Rewrite everything from the start of the listing down through the line containing "87L16 90L28 90L24", with "outline" swapped for "contour" and nothing else changed.

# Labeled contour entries
+ + + + + + +

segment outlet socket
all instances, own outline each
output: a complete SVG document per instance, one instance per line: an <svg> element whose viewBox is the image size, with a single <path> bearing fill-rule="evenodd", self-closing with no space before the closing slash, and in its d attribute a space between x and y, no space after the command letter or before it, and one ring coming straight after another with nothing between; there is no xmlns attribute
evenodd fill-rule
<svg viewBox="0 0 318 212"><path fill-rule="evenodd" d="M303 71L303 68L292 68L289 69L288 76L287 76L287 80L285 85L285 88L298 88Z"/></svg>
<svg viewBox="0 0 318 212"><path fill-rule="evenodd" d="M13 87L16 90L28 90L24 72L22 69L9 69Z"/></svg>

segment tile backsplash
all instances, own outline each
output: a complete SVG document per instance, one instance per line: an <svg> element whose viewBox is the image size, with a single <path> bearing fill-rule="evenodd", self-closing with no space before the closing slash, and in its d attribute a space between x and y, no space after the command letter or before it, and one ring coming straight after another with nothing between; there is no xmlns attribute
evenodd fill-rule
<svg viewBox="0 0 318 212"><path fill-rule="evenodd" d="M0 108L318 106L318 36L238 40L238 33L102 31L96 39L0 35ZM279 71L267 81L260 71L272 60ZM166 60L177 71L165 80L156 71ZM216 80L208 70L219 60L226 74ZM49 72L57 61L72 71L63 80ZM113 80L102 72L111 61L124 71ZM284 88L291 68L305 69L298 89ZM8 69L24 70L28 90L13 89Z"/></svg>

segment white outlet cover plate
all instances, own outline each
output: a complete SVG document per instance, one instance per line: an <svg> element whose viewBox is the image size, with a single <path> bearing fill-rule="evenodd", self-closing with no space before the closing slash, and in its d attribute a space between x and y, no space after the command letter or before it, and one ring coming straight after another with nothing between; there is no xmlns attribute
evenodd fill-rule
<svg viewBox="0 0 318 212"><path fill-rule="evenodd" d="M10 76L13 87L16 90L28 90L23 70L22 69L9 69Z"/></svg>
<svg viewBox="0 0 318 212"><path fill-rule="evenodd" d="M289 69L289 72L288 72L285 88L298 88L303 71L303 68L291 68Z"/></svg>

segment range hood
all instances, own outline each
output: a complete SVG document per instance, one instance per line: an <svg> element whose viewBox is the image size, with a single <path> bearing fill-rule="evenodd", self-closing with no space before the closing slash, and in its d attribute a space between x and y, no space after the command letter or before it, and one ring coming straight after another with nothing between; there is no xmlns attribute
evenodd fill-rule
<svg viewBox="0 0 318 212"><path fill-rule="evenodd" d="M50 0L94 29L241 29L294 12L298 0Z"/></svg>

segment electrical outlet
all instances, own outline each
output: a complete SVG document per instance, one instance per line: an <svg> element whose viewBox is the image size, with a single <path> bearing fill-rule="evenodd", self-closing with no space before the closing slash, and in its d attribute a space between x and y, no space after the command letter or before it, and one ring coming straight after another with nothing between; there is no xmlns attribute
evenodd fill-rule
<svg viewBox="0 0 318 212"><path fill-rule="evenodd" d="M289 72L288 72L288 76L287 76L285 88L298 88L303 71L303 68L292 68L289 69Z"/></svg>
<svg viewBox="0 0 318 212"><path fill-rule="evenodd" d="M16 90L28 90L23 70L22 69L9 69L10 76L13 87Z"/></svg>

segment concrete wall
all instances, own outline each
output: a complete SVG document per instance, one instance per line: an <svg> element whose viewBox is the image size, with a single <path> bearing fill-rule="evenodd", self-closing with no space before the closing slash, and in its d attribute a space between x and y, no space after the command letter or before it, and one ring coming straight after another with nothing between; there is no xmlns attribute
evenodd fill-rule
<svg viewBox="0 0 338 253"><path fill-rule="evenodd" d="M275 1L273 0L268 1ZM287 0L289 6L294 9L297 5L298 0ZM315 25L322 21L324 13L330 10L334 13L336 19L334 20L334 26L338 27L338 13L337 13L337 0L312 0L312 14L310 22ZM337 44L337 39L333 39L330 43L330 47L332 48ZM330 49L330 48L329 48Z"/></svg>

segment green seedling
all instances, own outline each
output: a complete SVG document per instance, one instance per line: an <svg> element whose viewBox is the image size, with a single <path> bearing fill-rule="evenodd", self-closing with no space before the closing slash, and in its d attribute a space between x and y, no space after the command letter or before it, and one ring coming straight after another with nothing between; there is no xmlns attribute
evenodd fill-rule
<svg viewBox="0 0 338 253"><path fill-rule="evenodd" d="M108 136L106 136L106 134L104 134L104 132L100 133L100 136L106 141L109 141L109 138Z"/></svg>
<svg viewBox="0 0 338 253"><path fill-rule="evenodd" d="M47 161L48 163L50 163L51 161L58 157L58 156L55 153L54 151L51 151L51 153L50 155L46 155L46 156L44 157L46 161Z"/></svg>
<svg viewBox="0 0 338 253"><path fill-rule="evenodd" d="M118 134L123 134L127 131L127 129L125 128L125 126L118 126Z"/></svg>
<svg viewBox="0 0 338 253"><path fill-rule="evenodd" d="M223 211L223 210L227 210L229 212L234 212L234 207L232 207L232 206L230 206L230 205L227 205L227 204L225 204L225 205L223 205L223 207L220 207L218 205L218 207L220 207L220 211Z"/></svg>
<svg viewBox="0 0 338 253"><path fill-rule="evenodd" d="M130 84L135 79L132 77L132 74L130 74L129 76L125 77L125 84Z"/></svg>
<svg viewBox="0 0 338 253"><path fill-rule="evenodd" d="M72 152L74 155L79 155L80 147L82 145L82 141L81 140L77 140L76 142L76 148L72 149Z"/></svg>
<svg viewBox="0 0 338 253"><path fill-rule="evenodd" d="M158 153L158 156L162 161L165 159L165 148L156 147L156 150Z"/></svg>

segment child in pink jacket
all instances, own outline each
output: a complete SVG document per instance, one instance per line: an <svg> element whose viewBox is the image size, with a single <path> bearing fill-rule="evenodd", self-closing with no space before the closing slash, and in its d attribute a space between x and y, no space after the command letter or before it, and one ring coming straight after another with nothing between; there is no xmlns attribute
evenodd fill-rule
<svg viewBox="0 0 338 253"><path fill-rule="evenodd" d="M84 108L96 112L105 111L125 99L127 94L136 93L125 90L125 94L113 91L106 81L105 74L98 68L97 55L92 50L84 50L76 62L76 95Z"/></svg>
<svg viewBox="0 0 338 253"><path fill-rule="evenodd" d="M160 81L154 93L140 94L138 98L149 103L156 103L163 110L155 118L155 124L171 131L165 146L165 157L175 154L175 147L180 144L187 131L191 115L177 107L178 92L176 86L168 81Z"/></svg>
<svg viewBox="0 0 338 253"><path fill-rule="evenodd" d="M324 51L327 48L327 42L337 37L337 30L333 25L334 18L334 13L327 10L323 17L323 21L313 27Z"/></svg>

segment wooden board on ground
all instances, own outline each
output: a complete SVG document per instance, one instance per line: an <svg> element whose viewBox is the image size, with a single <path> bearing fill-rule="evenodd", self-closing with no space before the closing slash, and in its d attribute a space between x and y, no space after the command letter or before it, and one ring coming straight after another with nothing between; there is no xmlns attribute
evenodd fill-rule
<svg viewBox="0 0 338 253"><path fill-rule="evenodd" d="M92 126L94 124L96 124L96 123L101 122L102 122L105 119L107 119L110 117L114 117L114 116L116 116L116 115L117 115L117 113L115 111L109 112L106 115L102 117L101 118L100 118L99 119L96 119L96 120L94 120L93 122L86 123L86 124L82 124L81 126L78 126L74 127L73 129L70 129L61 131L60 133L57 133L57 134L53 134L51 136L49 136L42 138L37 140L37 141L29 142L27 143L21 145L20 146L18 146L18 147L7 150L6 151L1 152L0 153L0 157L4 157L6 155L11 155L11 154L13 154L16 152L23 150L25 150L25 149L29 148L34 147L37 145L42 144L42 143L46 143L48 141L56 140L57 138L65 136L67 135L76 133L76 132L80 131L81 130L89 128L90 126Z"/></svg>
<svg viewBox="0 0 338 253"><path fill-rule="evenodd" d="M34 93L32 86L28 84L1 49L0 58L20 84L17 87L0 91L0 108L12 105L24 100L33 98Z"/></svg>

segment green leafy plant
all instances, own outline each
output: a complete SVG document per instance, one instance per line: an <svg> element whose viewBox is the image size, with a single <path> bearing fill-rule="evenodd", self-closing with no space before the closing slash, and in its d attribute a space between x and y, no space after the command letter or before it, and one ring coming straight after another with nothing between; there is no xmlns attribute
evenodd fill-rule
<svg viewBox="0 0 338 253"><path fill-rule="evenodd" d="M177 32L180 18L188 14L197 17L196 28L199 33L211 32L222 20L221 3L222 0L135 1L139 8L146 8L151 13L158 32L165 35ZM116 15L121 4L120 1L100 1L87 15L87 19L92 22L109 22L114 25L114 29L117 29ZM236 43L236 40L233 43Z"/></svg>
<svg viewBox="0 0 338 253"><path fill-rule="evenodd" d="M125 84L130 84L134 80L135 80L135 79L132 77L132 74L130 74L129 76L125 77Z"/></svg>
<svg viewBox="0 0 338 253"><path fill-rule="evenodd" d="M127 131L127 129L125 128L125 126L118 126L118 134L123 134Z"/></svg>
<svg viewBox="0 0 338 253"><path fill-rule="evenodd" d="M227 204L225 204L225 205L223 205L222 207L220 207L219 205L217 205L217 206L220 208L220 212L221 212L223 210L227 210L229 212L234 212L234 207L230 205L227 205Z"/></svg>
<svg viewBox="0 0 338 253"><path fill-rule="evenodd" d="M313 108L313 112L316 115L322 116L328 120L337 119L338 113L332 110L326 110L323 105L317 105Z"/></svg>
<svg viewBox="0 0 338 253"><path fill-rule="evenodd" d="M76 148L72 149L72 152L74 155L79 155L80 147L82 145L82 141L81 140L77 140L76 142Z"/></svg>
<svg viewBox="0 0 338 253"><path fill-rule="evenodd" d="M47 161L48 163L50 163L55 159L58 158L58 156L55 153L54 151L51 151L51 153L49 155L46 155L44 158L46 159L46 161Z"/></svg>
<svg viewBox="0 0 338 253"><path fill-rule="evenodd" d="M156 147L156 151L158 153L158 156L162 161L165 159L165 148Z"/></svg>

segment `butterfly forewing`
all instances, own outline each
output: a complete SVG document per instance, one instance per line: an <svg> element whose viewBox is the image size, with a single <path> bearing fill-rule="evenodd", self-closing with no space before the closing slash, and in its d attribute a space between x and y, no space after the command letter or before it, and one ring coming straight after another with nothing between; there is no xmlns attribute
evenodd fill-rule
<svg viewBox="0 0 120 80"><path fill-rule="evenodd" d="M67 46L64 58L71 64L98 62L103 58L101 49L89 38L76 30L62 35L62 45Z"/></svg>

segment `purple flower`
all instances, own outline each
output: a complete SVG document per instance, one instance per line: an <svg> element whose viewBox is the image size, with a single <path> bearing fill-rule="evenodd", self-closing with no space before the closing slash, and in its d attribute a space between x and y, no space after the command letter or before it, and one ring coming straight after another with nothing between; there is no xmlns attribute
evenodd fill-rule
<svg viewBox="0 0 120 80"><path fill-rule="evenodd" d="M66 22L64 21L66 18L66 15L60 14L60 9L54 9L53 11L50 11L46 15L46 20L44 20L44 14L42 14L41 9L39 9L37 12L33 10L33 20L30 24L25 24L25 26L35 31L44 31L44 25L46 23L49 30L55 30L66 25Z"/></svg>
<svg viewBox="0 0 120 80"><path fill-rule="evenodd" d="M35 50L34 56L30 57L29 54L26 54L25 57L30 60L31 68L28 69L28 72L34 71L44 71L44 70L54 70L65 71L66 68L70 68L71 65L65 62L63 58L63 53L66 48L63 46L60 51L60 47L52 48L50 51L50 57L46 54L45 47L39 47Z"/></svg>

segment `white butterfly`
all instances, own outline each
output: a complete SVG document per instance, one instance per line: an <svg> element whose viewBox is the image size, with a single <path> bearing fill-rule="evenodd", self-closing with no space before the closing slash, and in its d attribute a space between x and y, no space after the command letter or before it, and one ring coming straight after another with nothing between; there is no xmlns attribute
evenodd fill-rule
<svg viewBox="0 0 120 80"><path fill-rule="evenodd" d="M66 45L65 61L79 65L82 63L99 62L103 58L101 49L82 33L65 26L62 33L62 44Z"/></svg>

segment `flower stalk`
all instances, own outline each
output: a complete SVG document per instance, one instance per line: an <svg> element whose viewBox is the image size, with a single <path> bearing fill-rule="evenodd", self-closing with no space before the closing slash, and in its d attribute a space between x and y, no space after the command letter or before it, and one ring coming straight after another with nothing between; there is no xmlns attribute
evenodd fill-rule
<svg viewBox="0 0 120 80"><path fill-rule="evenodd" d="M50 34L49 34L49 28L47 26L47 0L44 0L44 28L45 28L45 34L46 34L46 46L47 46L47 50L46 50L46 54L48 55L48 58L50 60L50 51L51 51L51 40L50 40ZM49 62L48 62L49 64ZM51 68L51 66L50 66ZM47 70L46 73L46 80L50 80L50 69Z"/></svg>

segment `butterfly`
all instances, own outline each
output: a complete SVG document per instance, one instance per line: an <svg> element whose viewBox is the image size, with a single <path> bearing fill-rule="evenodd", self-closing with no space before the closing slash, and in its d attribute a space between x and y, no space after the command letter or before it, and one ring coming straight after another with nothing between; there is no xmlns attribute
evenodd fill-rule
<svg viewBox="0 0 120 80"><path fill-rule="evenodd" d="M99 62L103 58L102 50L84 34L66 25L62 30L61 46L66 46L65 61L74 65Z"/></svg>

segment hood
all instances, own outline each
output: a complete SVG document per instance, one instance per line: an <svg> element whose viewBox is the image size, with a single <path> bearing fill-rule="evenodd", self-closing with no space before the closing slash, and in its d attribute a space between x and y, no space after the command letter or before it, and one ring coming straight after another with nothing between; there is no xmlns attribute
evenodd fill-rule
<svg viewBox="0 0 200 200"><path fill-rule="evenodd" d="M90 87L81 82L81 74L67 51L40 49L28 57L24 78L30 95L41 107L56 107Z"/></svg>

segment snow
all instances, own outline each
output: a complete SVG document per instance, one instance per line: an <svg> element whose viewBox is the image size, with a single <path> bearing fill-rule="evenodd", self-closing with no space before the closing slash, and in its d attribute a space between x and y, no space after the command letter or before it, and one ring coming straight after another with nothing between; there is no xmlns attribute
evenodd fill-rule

+ + + + + + +

# Correct answer
segment outlet socket
all instances, own contour each
output: a complete SVG document per instance, one instance per line: an <svg> element whose viewBox is the image size, with a single <path> bearing fill-rule="evenodd", self-closing with no space before the closing slash, and in its d attribute a space between x and y, no space after the command letter or before it, and one ring coming straight after another with nothing between; there is no xmlns attribute
evenodd fill-rule
<svg viewBox="0 0 318 212"><path fill-rule="evenodd" d="M303 71L303 68L292 68L289 69L288 76L287 76L287 80L285 85L285 88L298 88Z"/></svg>
<svg viewBox="0 0 318 212"><path fill-rule="evenodd" d="M13 87L16 90L28 90L24 72L22 69L9 69Z"/></svg>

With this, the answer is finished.